Look through the records that follow. Copy every line containing the word "each".

(Task inputs)
____________
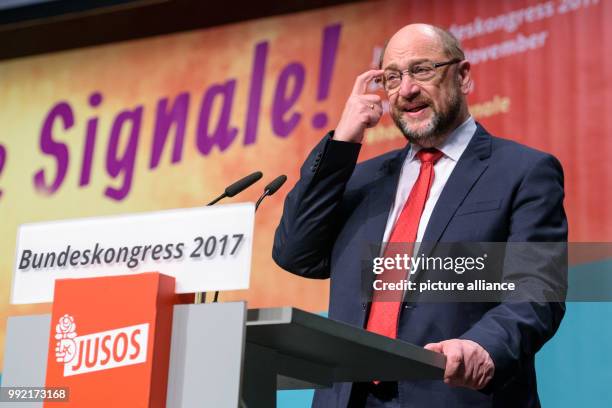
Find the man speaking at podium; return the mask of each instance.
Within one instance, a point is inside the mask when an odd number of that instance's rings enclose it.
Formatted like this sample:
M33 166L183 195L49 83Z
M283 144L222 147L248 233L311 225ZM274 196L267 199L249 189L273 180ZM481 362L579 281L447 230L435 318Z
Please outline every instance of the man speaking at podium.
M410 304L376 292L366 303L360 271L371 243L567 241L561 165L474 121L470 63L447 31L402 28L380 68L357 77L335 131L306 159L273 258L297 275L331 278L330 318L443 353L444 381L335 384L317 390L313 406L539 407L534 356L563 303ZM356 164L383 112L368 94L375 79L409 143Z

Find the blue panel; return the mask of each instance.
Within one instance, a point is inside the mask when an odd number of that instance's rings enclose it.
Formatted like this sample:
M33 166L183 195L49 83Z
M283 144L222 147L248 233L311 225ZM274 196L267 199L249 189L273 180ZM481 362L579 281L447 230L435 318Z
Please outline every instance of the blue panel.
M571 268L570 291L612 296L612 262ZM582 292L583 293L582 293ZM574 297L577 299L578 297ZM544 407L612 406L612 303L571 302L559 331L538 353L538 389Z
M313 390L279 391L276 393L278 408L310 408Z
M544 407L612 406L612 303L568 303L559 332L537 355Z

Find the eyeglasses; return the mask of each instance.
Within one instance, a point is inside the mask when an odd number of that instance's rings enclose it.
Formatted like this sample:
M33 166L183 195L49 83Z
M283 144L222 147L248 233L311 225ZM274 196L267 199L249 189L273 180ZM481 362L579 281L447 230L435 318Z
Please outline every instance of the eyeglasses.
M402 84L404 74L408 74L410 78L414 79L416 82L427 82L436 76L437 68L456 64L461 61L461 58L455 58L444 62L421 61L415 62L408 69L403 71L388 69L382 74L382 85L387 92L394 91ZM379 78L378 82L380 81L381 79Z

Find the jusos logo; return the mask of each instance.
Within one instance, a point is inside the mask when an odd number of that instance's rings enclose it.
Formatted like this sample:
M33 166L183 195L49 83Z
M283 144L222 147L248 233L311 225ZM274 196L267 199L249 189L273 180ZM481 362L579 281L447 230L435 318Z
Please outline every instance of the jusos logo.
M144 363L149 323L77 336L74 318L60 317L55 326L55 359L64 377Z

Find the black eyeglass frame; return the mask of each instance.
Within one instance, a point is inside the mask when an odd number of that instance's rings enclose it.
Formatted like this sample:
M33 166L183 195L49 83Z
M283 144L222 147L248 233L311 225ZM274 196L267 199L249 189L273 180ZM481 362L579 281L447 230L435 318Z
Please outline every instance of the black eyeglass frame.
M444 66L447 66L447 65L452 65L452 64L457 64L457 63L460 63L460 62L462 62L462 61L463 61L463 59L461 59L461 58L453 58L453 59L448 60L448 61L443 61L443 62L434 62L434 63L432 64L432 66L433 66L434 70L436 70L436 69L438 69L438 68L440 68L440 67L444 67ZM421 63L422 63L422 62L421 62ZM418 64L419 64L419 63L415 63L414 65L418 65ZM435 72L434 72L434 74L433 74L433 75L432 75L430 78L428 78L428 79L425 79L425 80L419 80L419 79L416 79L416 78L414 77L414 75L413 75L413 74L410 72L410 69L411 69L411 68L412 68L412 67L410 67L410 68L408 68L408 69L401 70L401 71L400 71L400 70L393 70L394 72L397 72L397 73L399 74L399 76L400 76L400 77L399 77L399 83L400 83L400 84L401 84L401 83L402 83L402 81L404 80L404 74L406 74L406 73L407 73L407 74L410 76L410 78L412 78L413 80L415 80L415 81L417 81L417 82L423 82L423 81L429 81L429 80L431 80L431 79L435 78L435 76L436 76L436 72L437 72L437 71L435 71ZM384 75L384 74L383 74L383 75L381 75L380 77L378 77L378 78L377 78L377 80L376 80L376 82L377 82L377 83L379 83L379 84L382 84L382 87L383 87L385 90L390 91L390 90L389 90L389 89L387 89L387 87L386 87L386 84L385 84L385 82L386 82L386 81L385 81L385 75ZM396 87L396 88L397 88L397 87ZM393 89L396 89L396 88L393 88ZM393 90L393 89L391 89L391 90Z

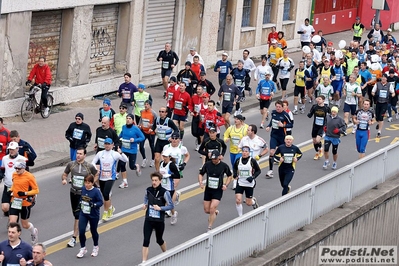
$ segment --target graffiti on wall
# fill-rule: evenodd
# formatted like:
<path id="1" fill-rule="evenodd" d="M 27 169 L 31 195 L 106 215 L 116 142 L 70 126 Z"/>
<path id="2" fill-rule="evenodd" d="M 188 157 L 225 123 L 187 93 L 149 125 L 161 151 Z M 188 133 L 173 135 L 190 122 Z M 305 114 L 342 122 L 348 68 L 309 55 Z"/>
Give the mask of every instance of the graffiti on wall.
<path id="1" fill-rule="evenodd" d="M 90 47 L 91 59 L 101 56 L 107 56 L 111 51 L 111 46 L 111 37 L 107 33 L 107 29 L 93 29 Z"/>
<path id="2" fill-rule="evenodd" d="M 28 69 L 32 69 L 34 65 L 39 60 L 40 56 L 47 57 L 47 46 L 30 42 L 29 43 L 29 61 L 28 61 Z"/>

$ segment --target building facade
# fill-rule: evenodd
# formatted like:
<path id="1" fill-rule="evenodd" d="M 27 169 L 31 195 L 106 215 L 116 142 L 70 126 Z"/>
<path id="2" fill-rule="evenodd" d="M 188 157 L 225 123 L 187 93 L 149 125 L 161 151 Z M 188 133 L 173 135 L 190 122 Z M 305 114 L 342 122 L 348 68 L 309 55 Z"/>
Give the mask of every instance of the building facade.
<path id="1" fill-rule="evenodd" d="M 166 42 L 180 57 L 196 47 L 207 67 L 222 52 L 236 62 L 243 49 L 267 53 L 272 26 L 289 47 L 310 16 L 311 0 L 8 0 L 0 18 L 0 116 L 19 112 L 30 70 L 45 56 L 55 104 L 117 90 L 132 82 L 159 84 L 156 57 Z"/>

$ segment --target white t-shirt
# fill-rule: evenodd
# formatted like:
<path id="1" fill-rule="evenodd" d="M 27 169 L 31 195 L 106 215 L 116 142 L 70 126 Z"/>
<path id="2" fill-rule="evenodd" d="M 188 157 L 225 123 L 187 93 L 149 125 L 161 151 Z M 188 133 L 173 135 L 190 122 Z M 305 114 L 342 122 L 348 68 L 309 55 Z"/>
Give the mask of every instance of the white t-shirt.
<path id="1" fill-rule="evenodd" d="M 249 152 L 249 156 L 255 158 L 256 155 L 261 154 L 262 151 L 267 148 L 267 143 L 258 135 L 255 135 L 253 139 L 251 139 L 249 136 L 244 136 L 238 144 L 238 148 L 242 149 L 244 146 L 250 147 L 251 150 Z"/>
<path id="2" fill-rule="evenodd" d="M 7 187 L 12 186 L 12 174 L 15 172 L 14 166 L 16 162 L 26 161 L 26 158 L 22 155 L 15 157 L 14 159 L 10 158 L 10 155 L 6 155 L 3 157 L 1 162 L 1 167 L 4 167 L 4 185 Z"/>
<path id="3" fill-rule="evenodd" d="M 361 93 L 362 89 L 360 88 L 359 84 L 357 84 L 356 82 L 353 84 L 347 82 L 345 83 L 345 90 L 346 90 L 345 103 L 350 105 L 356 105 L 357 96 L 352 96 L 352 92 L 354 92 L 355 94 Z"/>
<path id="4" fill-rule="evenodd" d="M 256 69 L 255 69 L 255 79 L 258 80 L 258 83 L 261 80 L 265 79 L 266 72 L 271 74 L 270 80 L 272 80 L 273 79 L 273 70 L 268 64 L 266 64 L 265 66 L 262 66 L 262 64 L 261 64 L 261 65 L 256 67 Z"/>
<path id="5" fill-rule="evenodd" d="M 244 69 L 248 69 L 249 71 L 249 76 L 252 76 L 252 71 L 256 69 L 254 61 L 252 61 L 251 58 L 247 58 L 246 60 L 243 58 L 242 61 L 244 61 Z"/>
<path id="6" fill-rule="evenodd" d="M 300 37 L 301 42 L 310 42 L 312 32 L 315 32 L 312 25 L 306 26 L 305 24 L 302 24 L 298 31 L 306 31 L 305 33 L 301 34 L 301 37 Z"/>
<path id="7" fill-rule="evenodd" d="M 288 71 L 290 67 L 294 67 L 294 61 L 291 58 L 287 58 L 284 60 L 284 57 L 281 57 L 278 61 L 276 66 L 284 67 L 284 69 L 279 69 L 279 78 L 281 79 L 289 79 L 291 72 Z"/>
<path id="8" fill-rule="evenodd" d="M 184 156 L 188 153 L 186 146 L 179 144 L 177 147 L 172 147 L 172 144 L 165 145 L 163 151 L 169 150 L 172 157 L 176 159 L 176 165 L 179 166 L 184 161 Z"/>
____________
(Response area)
Find the man speaking at podium; return the mask of each instance.
Find the blue panel; return the mask of each instance.
Find the eyeglasses; return the mask of each instance.
Find the jusos logo; return the mask of each instance.
Find the black eyeglass frame; return the mask of each instance.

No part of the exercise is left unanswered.